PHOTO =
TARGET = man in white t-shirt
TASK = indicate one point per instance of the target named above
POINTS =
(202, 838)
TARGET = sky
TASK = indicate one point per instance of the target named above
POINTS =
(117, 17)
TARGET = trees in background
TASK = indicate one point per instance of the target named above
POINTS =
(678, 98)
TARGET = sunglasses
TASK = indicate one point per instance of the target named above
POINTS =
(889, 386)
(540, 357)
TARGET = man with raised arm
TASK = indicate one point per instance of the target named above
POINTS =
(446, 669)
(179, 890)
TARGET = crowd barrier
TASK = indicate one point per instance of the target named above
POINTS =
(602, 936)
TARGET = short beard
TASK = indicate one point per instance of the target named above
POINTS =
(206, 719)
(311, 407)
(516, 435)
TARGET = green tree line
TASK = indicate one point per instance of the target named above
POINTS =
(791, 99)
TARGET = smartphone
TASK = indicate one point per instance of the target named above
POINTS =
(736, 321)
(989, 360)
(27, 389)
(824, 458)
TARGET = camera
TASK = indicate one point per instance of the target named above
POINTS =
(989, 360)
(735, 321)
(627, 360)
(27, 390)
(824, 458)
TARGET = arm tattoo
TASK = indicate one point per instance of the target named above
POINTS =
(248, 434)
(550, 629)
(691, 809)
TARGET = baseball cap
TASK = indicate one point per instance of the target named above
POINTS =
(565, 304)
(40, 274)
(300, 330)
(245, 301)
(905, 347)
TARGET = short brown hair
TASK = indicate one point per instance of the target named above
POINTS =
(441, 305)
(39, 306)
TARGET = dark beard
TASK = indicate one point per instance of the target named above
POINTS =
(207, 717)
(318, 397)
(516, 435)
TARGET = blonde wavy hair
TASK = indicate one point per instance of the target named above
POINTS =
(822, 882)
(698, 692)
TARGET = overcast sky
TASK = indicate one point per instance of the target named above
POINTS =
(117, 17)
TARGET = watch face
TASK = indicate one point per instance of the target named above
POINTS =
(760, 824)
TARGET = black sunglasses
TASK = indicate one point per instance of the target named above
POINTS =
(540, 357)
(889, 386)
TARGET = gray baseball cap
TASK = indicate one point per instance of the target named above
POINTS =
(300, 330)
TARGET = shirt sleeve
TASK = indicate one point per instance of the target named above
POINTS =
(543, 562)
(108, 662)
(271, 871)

━━━━

## PROBLEM DESCRIPTION
Print all the data above word for word.

## REPLY
PHOTO =
TARGET = man in white t-shirt
TASK = indicate one point per instance of the target named above
POINTS =
(202, 838)
TARGET = sky
TASK = indicate one point per instance of the target named above
POINTS =
(117, 17)
TARGET = trees in background
TASK = indicate one point per instance of the target named above
POINTS =
(678, 98)
TARGET = sunglasses
TASK = indicate one point per instance of the target named above
POINTS =
(889, 386)
(540, 357)
TARGET = man with raised arm
TASK = indicate one point per instance of the target named above
POINTS =
(446, 669)
(179, 890)
TARGET = crowd barrier
TASK = indicate one point per instance of the target named above
POINTS =
(602, 936)
TARGET = short beard
TASK = indicate one point per instance of the target named above
POINTS =
(206, 719)
(311, 407)
(516, 435)
TARGET = green tree line
TASK = indicate one point per instance of the target named above
POINTS =
(791, 99)
TARGET = smartphone
TASK = indicate one point per instance of the target named above
POINTS =
(736, 321)
(989, 360)
(27, 389)
(824, 458)
TARGET = camera
TASK = indicate one point per instance of the target named above
POINTS =
(989, 360)
(735, 321)
(627, 360)
(27, 390)
(824, 458)
TARGET = arm tattoo
TASK = indicate one point per instance of the target named above
POINTS =
(248, 434)
(550, 629)
(691, 809)
TARGET = baseball cap
TASK = indicate one point per instance of the target named above
POINTS =
(565, 304)
(40, 274)
(300, 330)
(245, 301)
(905, 347)
TARGET = short brown hair
TASK = indicate one point per instance of the target named above
POINTS =
(441, 305)
(39, 306)
TARGET = dark beard
TASK = indicate one point per instance of the target named above
POINTS =
(207, 717)
(318, 397)
(516, 435)
TARGET = blonde wavy hair
TASK = indicate one point per instance of the target named above
POINTS =
(822, 882)
(698, 692)
TARGET = overcast sky
TASK = indicate one point per instance of the target named above
POINTS =
(117, 17)
TARGET = watch face
TASK = indicate one point per instance of the target named above
POINTS =
(760, 824)
TARGET = black sunglasses
TASK = indicate one point per instance of the target named above
POINTS =
(540, 357)
(889, 386)
TARGET = gray baseball cap
TASK = indicate one point per instance of the target named above
POINTS =
(300, 330)
TARGET = shirt sleeve
TASK = indicate one point per instance of the target named above
POINTS =
(543, 562)
(108, 662)
(271, 871)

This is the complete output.